## TASK STATEMENT
Return the lines of the data below in which the string "hood" occurs.

Saved entries
# # # #

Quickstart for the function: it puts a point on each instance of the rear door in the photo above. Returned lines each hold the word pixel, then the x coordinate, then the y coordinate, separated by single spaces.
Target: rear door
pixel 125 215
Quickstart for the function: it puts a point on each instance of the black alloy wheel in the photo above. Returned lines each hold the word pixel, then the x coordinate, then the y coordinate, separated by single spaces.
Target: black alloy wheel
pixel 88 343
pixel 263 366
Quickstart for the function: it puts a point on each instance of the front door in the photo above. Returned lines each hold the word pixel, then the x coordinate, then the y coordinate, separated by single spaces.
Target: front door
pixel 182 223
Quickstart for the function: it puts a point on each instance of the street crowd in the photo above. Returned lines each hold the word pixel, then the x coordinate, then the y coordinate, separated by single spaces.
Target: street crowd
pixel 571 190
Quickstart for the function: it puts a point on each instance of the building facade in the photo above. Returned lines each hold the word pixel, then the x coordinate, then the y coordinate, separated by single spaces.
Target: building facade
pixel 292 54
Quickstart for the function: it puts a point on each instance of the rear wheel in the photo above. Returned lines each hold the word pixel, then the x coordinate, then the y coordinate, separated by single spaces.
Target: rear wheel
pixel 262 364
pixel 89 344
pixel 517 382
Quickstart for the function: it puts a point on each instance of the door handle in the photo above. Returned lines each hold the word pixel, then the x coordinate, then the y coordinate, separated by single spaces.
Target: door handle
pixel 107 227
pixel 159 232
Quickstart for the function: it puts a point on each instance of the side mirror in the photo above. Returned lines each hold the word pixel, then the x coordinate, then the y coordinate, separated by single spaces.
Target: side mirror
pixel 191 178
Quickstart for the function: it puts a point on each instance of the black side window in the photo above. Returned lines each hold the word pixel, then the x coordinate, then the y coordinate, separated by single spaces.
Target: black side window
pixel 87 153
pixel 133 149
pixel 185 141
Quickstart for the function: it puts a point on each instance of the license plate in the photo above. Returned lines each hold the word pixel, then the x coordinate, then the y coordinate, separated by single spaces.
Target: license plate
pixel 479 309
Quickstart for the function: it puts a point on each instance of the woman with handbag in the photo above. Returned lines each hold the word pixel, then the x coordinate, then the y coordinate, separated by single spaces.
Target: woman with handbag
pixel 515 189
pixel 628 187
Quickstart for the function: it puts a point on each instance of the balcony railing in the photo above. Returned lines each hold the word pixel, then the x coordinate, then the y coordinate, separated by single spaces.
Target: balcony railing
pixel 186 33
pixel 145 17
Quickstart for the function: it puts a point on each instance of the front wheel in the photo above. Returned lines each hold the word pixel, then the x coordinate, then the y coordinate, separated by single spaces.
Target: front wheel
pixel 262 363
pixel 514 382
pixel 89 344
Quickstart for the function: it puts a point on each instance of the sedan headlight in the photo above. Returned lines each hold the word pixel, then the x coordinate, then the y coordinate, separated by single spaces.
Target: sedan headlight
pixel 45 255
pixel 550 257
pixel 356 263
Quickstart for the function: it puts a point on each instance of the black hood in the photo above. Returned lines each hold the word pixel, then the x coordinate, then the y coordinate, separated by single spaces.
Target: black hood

# # # #

## TASK SOLUTION
Quickstart for the function: it puts a point on each instance of the black hood in the photo above. Returned lines each hold the word pixel, then the x coordinate, then the y coordinate, separated by single spaces.
Target: black hood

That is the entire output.